◆ PASSAGE TO READ ◆
If you want a discount on your burger and fries, scanning a coupon from your phone is a lot more convenient than remembering to bring a paper coupon. But who wants to hand your phone to a drive-thru employee to scan?
One company thinks it has a better way – coupons that will “talk” to the restaurant’s checkout system and be applied to your order automatically.
Cincinnati-based Lisnr offers an “ultrasonic proximity platform” that encodes data into inaudible tones that can be sent between devices. Its technology is already being used by various retailers and entertainment venues – so if it works for payments and event tickets, why not coupons?
Lisnr’s latest initiative is described in a newly-published patent application, which details a proposed system for “enabling audio transactions in physical locations such as drive-through locations.”
“Assume a user is interested in ordering food from a McDonald’s fast-food restaurant and the user has a digital coupon” offering 20% off, the patent documentation reads. Once you pull into a drive-thru and your mobile device is detected, “the 20% coupon may be modulated into an audio signal and transmitted from the mobile device to the computing device for instant and automatic processing, thereby removing the need for the user to physically provide or verbally provide the coupon to any McDonald’s attendant.”
The system could work the other way around, too. If the restaurant has a coupon available for an item you’re interested in purchasing, it can send it to your mobile device using the same audio technology.
The coronavirus pandemic increased the demand for touchless technology like “tap to pay” and scanning QR codes. But Lisnr launched long before the pandemic, and thinks there will be a demand for its solutions long after the pandemic is over. Consider a crowded stadium where you have to wait in line as ticket takers check and scan each ticket. Lisnr is working with stadiums to offer audio coupons that allow you to walk right in, as your ticket beams an audio signal to a ticket processor and validates your entry.
Lisnr isn’t the first or only company that’s attempted to use audio technology and apply it to coupons. Back in 2016, the now-defunct company Chirp described a similar system of turning coupons into sounds. “All you need is a working microphone and speaker, and you can send a coupon to anyone, anywhere,” a company executive said at the time. Other companies have experimented with embedding audio signals into radio or TV ads, in order to beam coupons directly to your phone.

◆ SUPPLIED MATERIAL ◆

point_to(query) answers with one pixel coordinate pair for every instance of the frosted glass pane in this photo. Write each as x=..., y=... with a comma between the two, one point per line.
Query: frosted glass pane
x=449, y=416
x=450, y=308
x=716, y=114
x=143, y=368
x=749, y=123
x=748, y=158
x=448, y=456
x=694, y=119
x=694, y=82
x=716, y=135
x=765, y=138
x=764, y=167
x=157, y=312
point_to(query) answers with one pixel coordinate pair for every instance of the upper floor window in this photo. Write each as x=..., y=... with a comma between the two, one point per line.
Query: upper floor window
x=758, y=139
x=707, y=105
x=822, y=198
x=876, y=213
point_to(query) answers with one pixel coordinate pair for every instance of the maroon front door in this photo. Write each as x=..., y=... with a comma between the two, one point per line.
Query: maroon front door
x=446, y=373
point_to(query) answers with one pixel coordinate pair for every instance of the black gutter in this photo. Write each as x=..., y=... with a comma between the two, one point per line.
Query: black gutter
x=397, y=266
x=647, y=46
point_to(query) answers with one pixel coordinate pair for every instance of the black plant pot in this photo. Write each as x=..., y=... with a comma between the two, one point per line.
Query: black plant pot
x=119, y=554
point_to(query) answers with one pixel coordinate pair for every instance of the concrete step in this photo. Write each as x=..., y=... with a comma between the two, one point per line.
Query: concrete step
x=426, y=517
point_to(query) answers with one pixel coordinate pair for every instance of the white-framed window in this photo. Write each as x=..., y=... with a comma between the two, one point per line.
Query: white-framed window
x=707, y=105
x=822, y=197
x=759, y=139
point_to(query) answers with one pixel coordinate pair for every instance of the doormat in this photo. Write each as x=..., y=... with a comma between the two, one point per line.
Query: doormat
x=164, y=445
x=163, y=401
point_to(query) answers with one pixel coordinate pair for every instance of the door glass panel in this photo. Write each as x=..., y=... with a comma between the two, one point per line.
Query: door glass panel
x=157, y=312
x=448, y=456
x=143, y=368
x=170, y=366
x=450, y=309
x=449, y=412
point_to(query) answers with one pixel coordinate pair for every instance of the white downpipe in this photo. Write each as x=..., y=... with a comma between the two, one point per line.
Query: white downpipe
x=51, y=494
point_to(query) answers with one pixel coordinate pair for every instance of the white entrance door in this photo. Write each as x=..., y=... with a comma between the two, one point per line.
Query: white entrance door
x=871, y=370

◆ WORK ORDER 1 ◆
According to the article about audio coupons, in which city is Lisnr based?
◆ WORK ORDER 2 ◆
List every company mentioned by name in the article about audio coupons.
◆ WORK ORDER 3 ◆
Carry on the article about audio coupons, starting right after its last sentence.
The data above comes from a separate source and is unrelated to the article.

◆ TASK OUTPUT 1 ◆
Cincinnati.

◆ TASK OUTPUT 2 ◆
Lisnr, McDonald's, Chirp

◆ TASK OUTPUT 3 ◆
Lisnr’s idea is different in that it doesn’t just involve sending coupons to you, but allows you to redeem your coupons using audio signals as well. It could even help combat coupon fraud, in that you have to have an actual coupon that’s capable of being transmitted using Lisnr’s audio system – you can’t take a screenshot of a mobile coupon, for example, and expect it to work.
And if you’ve ever been behind someone in a drive-thru line who’s fumbling with coupons and making everyone wait, Lisnr’s audio coupons could help shave precious time off the drive-thru ordering process, where every second counts.
A new report from the customer experience measurement company SeeLevel HX found that drive-thru service has been a lot slower this year. The average speed of service has gone up to nearly six and a half minutes, up nearly half a minute from last year. Inaccurate orders occur 15% of the time, up from 13% last year, and add more than a minute to the average wait time.
Coupons that don’t have to be handled or scanned could help move things along. When customers “attempt to order in the drive-thru, they’re often met with long wait times, and a less than personalized experience,” Lisnr says. “Add in the possibility of inaccurate orders and you have a customer experience they’ll want to forget.”
So if these audio coupons catch on, ordering in the drive-thru could become a much more pleasant, quick, and cost-effective experience. Then you won’t have to worry about clipping paper coupons, searching for savings or asking for discounts – just let your coupons do the talking.